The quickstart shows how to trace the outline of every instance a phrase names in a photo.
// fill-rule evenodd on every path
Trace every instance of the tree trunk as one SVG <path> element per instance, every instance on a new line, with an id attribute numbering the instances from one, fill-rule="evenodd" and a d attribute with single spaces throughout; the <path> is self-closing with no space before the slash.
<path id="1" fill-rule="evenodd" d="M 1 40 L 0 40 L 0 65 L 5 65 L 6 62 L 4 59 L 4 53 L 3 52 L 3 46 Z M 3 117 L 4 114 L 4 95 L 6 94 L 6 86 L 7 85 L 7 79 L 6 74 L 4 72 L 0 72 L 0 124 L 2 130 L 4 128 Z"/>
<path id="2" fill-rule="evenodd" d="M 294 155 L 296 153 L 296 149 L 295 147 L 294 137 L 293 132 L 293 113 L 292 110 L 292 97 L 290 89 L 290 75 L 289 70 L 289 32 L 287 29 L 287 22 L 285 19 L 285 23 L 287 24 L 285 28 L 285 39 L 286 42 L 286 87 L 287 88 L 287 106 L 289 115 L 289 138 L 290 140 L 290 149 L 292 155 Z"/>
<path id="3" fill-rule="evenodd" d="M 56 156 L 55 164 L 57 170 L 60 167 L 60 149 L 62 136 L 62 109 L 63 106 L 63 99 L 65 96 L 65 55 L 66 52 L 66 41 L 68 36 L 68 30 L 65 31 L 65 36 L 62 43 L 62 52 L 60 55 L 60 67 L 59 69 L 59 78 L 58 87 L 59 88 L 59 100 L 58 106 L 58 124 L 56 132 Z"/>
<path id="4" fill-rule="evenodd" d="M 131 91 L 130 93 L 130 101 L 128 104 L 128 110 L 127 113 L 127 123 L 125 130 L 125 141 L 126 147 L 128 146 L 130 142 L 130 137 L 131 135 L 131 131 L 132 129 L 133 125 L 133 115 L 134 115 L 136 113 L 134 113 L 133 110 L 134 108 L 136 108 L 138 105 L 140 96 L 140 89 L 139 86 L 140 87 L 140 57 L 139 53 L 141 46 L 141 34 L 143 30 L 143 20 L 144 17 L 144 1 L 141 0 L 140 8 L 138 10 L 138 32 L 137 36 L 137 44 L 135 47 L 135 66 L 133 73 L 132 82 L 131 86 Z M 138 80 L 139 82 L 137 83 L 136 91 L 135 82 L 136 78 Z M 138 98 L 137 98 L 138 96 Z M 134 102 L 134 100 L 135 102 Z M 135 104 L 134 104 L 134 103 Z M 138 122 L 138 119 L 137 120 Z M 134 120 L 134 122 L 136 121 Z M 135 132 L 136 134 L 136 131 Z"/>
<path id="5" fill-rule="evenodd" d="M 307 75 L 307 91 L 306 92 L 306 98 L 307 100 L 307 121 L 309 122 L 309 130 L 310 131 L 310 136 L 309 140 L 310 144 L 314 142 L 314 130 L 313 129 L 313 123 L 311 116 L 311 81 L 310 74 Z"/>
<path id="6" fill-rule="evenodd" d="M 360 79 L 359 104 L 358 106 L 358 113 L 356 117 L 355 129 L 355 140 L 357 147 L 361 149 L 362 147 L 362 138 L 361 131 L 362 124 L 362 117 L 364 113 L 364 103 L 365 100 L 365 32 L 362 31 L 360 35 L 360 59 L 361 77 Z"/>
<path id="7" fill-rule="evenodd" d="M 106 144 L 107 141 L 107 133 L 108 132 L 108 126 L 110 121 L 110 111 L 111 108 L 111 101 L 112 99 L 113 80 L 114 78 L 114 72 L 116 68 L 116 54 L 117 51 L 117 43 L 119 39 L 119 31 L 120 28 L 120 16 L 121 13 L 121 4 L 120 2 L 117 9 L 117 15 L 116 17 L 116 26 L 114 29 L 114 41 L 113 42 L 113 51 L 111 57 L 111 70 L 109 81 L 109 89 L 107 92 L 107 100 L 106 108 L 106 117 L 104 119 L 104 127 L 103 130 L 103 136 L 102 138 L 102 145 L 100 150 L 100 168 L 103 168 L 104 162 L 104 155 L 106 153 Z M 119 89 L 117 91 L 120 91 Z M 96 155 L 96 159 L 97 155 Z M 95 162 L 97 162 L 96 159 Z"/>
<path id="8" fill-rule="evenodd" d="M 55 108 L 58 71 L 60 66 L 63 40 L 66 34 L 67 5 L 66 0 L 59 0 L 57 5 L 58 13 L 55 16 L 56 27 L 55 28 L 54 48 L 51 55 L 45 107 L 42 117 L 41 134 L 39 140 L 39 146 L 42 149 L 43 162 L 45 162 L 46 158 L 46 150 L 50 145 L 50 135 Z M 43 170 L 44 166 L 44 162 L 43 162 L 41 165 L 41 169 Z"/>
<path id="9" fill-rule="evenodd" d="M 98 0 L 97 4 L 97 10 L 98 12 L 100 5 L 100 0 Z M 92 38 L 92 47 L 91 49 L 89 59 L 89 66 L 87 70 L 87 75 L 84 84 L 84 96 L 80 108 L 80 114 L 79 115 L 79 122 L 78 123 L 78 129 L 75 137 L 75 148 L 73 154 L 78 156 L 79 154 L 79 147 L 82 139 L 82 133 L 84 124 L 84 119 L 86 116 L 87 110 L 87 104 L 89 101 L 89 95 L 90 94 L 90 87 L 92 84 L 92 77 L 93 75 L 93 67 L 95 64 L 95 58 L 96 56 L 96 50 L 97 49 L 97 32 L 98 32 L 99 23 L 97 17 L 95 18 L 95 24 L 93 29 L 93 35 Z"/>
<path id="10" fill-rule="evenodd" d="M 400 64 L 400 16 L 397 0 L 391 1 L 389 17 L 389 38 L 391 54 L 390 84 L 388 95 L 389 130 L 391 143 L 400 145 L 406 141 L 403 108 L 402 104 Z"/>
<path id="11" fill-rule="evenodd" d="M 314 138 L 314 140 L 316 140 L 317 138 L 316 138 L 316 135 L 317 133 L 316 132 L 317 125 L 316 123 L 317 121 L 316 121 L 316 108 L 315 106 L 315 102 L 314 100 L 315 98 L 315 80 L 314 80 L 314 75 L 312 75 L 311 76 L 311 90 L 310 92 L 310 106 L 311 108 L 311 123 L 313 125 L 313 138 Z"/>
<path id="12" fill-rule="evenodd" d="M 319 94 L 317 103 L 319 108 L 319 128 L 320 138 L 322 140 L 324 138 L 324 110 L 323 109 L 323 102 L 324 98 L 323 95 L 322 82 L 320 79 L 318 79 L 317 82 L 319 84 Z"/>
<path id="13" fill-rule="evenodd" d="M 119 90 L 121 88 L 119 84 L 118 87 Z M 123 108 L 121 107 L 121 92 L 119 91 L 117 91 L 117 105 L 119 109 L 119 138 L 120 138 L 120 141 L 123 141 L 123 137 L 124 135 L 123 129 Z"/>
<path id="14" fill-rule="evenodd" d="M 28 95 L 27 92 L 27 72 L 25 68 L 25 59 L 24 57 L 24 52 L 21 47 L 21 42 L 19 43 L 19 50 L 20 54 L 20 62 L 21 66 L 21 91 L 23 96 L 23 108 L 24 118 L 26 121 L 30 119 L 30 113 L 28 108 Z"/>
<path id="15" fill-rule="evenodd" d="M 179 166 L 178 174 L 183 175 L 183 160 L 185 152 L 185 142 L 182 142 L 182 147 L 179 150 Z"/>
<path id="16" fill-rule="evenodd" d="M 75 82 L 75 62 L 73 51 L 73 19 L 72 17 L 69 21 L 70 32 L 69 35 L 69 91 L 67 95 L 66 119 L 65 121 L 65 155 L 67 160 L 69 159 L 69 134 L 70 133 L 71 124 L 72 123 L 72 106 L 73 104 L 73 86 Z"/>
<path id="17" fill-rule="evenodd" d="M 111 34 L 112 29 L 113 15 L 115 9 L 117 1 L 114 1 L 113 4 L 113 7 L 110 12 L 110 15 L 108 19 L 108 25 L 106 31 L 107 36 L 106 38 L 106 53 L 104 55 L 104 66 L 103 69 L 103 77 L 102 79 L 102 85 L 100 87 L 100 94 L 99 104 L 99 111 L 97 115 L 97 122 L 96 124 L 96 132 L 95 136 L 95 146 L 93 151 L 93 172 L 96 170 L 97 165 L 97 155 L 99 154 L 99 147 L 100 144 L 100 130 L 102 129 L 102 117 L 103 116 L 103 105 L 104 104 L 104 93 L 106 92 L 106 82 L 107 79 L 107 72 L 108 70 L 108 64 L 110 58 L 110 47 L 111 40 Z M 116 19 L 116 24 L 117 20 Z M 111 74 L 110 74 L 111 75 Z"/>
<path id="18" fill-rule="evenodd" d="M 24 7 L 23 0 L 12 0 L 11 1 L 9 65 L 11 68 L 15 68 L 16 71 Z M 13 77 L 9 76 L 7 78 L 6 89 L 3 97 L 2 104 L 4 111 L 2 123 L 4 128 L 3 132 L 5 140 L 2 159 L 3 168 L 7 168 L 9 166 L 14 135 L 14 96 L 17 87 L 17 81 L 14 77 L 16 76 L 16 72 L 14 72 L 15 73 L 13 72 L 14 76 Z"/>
--
Copy out the material above, starting with its first line and going on through the line that contains "on every path". Reproduce every character of those lines unchanged.

Answer for the task:
The quickstart shows how to trace the outline of every instance a phrase names in a photo.
// fill-rule evenodd on every path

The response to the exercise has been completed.